_The task_: Please return all records verbatim, no pictures.
────────────────────
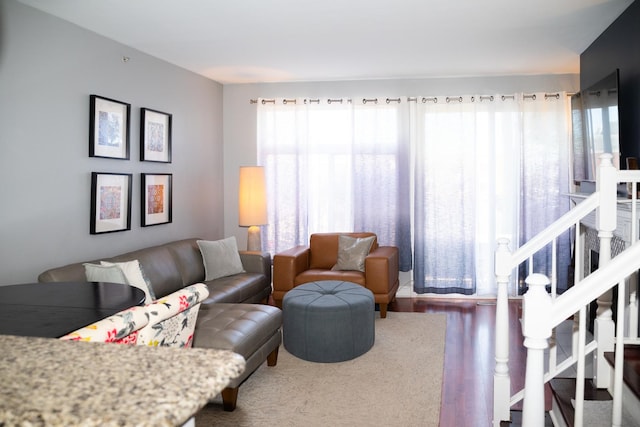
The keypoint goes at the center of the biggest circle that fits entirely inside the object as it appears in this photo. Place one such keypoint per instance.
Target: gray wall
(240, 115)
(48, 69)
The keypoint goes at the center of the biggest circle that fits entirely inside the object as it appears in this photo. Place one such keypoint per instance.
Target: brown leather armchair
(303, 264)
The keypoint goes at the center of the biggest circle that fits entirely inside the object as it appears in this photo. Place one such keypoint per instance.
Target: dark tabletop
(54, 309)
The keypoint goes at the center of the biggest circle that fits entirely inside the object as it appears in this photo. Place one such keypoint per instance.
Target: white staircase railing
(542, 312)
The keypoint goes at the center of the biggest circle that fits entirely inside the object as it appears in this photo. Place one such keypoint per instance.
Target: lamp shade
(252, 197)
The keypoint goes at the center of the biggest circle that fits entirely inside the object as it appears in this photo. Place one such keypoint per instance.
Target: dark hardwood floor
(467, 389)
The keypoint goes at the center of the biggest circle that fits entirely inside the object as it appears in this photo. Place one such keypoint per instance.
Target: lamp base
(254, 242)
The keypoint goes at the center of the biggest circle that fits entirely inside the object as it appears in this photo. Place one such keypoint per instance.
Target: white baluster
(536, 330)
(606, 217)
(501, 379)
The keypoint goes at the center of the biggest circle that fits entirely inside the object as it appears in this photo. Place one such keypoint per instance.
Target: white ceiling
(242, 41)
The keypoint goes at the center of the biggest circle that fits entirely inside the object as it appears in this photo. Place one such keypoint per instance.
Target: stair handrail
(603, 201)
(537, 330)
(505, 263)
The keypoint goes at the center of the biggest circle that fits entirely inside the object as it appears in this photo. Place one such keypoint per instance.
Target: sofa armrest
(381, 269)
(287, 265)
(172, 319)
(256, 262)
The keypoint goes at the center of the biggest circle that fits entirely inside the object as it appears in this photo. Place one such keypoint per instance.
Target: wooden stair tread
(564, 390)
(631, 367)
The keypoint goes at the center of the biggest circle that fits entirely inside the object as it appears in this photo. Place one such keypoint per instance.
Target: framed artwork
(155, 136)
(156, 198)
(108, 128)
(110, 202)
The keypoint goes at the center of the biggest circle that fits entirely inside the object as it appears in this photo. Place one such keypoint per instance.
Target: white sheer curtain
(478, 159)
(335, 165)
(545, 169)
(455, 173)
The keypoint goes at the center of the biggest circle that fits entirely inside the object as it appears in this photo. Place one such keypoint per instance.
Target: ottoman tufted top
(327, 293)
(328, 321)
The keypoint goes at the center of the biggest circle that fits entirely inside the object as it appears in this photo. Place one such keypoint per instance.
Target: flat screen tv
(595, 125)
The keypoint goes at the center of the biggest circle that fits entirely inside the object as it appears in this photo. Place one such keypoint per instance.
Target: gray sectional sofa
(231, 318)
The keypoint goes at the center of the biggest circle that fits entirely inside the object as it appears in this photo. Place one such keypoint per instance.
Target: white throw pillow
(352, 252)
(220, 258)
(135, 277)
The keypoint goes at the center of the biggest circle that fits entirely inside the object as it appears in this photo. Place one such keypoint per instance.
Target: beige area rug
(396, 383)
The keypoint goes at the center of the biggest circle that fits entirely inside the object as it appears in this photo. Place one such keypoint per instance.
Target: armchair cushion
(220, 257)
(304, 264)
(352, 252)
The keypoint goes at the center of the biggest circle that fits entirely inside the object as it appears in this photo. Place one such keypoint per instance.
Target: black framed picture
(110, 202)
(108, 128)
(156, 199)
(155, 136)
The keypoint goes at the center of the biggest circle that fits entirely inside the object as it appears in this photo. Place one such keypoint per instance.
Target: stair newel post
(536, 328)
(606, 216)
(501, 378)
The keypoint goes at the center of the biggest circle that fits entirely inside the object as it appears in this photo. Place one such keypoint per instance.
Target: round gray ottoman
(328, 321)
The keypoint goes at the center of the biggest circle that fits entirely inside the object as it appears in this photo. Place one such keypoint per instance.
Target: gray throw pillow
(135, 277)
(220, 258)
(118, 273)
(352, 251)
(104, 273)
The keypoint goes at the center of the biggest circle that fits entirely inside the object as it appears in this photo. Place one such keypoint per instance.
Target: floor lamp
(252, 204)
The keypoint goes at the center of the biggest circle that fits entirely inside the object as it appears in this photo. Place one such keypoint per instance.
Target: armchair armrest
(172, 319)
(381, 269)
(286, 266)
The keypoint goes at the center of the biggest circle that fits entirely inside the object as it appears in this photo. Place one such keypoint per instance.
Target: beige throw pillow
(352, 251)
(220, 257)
────────────────────
_Task result_:
The keypoint goes at the center of the biggest circle that fits entirely inside the object as it appears in this photo. Place one such keypoint per instance.
Target: gray wall
(240, 115)
(48, 69)
The keypoint goes at the center of the biggest circle that fits entirely inside the object as it appears in this photo. Place one such keypoint per instance.
Target: brown leather armchair
(303, 264)
The keypoint goes at the center of the biggest circle that fits entirely inside the object as it appears in this photo. Place one such keypoint per instance.
Target: dark tabletop
(54, 309)
The keypoint goes at the center of the biggest circle that fits entirely inside the object as it appears in this photo. Place one such keypoint per instance.
Target: white staircase railing
(542, 312)
The keypoint goes at the center of the biggest circle that fits entirely inside the object as it appears in this photo. Place one such keypoint per instance.
Target: lamp shade
(252, 197)
The keypoint goes at the center of the biggest circle that fits entirely inside the object as it appears in this photo. Place one such keypoint per instance.
Target: dark hardwood floor
(467, 389)
The keypoint goes at the center of the biggest circle that fits entirely inside the object as it appears in this photo. Place one such keypoint per instance.
Target: lamp base
(254, 242)
The keypoint goes at the center of the biggest circle that fits entirely inside the object as it appears in this photo. Place one such keypoint per instance.
Target: white baluster
(536, 330)
(606, 217)
(501, 379)
The keypoint goes at the center of the biggest circle that fits entirely inside the object as it appears in this photo. Place one such keypoint per instance.
Target: white ceiling
(242, 41)
The keypoint goes at the center of the biggest circle that fits entirely inside the object as it appears in this photo. Place one such keypoint per instance.
Target: stair handrail
(603, 201)
(537, 330)
(505, 263)
The keypoint goes at the center of the biggest circle that fits entirely inside the object as it appears in this photo. Place one such keypoint per instance.
Target: sofa armrest
(381, 269)
(287, 265)
(172, 319)
(256, 262)
The keypoint goes at the center of the biggest circle that fits entirely inside the object as it appears in this photo. Place one such keypoint per instance.
Target: wooden stair tread
(564, 390)
(631, 367)
The keypoint goes at the center of the biggest circle that fits entirely inside the object as it appears in this photo. Place one such keypoint per instance.
Target: framed artwork
(155, 136)
(156, 198)
(108, 128)
(110, 202)
The keypoint goes at the center of the biggest circle that fits entirely inside the object as it appears in this photo. Place one such keypoint per instance.
Target: white sheer curtain
(478, 159)
(335, 165)
(545, 169)
(455, 173)
The keypoint goes at the center of the biggest circle that fits entirely inside the object as it appears in this photo. Place one such keypoint per instance.
Target: ottoman tufted top
(327, 293)
(328, 321)
The keypoint goes at the center of the biggest circle that fits entirely inside the object as it appears in this photo. Place one such keypoint per instance.
Target: flat screen tv
(595, 125)
The keypoint goes at the center of the biggest circle that fits entirely inside the object as it appears in this photo. Place one such keypoint per instance.
Target: gray sectional sofa
(231, 318)
The keypoint goes at the center of the biggest circle that fits entirely inside the object as it appears in this photo. Place one such keypoint per instance.
Target: white throw pillow
(352, 252)
(220, 258)
(135, 277)
The keypoint goes at the center of the biggest circle that fits entirely inside the object as it appears in this photo. Place one such keypoint per instance.
Target: beige area rug
(396, 383)
The keypoint goes at the center of the biggest circle that fits entirely inside the object as it appears in this photo. Place one such keypoint per instance.
Target: armchair cushion
(220, 257)
(304, 264)
(352, 252)
The keypoint goes at the center of the biggest circle that fits entirely inside the object as it appears in this photo. Place one such keypoint per instance.
Target: black framed picture
(110, 202)
(108, 128)
(156, 199)
(155, 136)
The keypoint goes at the center of the biggest circle that fits entirely inside the object as it appears in this photo. Place one such keypoint per instance.
Target: stair newel post
(536, 328)
(606, 216)
(501, 378)
The keypoint goes at the center of the biggest circle that fits entirely inside the object as it appears in this photo. Place one such keypoint per instance.
Target: round gray ottoman
(328, 321)
The keypoint goes at the center of the biggest circle that fits entirely inside the object as it appears in this photo. Place one such keypoint per instance.
Target: gray throw pillow
(135, 277)
(220, 258)
(118, 273)
(352, 251)
(104, 273)
The keypoint goes at the center of the biggest circle that fits entirely inside the object as it appears in this photo. Place one such keypoint per instance.
Target: floor lamp
(252, 204)
The keypoint goes at the center of the biggest circle that fits entirely inside the object as it appears in this photo. Place one such keypoint per instance.
Target: armchair armrest
(172, 319)
(381, 269)
(286, 266)
The keypoint goes at the center of the biggest circle that fits entirely inside the object as it appears in this photo. Place one such keypoint per instance.
Target: beige throw pillow
(352, 251)
(220, 257)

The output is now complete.